======== Task input ========
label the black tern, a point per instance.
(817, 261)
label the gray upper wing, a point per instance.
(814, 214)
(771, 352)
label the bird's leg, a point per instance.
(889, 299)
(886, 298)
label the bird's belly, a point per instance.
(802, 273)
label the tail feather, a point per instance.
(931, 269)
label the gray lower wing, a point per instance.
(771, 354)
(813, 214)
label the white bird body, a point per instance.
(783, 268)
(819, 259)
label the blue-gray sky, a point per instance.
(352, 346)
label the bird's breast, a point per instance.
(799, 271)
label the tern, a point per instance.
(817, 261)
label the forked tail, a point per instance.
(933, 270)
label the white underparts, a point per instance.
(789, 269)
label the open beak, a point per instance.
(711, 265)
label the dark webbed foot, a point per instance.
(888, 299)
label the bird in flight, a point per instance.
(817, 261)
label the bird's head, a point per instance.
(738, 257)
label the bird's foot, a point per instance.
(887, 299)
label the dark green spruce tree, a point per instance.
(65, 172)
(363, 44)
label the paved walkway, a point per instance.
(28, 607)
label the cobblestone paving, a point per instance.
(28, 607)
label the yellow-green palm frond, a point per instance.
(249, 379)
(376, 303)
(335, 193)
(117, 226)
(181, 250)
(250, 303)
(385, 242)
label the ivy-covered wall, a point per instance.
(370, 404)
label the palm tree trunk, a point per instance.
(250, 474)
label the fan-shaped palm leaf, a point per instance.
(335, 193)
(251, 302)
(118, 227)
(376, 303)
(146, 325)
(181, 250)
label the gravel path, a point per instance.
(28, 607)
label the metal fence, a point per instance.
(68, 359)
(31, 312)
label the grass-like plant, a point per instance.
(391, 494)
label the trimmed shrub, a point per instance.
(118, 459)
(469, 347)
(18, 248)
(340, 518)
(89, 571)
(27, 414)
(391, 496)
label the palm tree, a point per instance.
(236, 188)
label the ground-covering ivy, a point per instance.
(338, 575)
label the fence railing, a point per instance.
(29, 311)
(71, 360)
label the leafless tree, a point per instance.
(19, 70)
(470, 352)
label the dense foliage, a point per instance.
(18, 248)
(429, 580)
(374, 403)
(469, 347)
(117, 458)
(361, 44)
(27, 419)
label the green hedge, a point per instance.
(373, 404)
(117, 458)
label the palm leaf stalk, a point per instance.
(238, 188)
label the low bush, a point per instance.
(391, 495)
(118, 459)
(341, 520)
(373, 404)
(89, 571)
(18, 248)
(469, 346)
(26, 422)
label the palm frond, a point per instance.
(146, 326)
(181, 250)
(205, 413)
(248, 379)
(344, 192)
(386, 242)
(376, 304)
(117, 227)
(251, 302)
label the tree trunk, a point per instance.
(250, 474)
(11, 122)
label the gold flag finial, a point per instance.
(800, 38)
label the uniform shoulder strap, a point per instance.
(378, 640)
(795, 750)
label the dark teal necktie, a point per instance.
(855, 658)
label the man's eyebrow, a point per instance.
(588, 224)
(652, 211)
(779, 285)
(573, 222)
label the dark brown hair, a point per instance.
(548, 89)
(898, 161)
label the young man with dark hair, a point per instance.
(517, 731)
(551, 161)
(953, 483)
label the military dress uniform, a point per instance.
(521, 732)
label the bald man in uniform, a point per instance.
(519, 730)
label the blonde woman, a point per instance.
========
▶ Task statement: Type out the entries exactly as they appear above.

▶ Answer section:
label the black tern, a point per instance.
(817, 261)
label the gray upper wing, a point per instance.
(814, 214)
(771, 352)
label the bird's leg, a point per instance.
(889, 299)
(886, 298)
label the bird's belly, a point per instance.
(802, 273)
label the tail feather, a point per instance.
(931, 269)
label the gray lower wing, a point per instance.
(771, 354)
(813, 214)
label the white bird body, a point per instance.
(783, 268)
(819, 259)
label the blue-gray sky, a point per instance.
(352, 346)
label the bird's breast, a point per instance.
(799, 271)
label the tern, a point per instance.
(817, 261)
label the forked tail, a point per instance.
(933, 270)
label the white underparts, a point per instance.
(789, 269)
label the open beak, a point per instance.
(711, 265)
label the dark webbed foot, a point per instance.
(888, 299)
label the bird in flight, a point per instance.
(817, 261)
label the bird's head, a point per instance.
(738, 257)
label the bird's foot, a point per instance.
(887, 299)
label the dark green spruce tree, a point per instance.
(65, 172)
(363, 44)
label the paved walkway, a point per instance.
(28, 607)
label the cobblestone paving, a point per instance.
(28, 607)
label the yellow-green palm frond, a point per instance.
(249, 379)
(376, 303)
(335, 193)
(117, 226)
(181, 250)
(250, 303)
(385, 242)
label the ivy-covered wall, a point per instance.
(370, 404)
label the palm tree trunk, a point per instance.
(250, 474)
label the fan-shaped palm leaf, a point per instance.
(335, 193)
(251, 302)
(118, 227)
(376, 303)
(146, 325)
(181, 250)
label the gravel path, a point per instance.
(28, 607)
label the metal fence, a point per instance.
(68, 359)
(31, 312)
label the grass-like plant, a point per instance.
(391, 494)
label the trimmed shrub, a point per instance.
(118, 459)
(469, 347)
(18, 248)
(340, 518)
(89, 571)
(27, 414)
(391, 496)
label the palm tree, a point per instance.
(236, 188)
label the ground-covering ivy, a point per instance.
(338, 575)
label the fence railing, a point per instance.
(29, 311)
(71, 360)
label the leafless tree, a point per instance.
(19, 70)
(470, 352)
label the dense foliage, a point per instance.
(18, 248)
(429, 580)
(374, 403)
(469, 347)
(117, 458)
(361, 44)
(27, 419)
label the green hedge, a point per instance.
(373, 404)
(117, 458)
label the palm leaf stalk, a point per instance.
(238, 188)
label the low bush, a point per instance.
(391, 495)
(118, 459)
(341, 520)
(373, 404)
(89, 571)
(18, 248)
(469, 346)
(26, 422)
label the palm frond, a point per instance.
(146, 326)
(181, 250)
(205, 413)
(248, 379)
(344, 192)
(386, 242)
(376, 304)
(117, 227)
(251, 302)
label the tree trunk, a point per instance.
(250, 474)
(11, 122)
label the gold flag finial, a point per instance.
(800, 38)
label the uniform shoulder strap, a point per instance.
(378, 640)
(795, 750)
label the dark teal necktie, a point per instance.
(855, 658)
label the man's eyebrow, a point per instance.
(588, 224)
(652, 211)
(779, 285)
(573, 222)
label the dark brown hair, a point per instance.
(548, 89)
(898, 161)
label the young man with dark hair, a point per instance.
(517, 731)
(551, 161)
(953, 483)
label the military dress uniform, a point per instance.
(521, 732)
label the bald man in uniform, a point per instance.
(519, 730)
label the blonde woman, a point per instance.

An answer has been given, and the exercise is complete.